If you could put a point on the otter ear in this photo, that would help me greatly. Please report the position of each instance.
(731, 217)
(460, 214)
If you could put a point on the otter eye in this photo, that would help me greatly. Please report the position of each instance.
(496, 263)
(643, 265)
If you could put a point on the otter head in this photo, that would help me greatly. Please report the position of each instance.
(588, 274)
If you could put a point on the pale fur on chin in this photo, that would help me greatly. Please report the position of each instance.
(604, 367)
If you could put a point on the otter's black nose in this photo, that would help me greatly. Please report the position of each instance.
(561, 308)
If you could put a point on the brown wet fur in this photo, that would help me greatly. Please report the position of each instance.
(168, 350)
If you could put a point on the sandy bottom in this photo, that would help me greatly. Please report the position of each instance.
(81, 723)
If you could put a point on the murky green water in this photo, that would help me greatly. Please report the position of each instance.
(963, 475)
********************
**WHAT YOU WILL DO:** Print the records once more, exactly as written.

**WRITTEN SOLUTION:**
If you could put a point on the otter ear in this photo, that would help me greatly. Please report the position of each instance.
(731, 217)
(460, 214)
If you could put a point on the otter eye in this photo, that would help me greatly. Please report the position of each instance.
(496, 263)
(643, 265)
If you could put a point on the otter head in this photo, that would help me greatly. Please report the position of each instance.
(588, 274)
If you could put a point on the pale fur on chin in this photo, that would help me greatly. Please report the position of each instance.
(604, 367)
If you could put a point on the otter's black nose in this photo, that would help me greatly. Please report the position of each instance.
(561, 308)
If you could put a point on the brown wet fur in this photo, that would help me greatly. Please report the position of each instance.
(168, 350)
If you could put a point on the sandy bottom in this photo, that would help me greatly. Please report the position of each instance.
(81, 723)
If you could put a point on the murky green water in this photo, that would help me greatly. Please report the position of each instance.
(963, 475)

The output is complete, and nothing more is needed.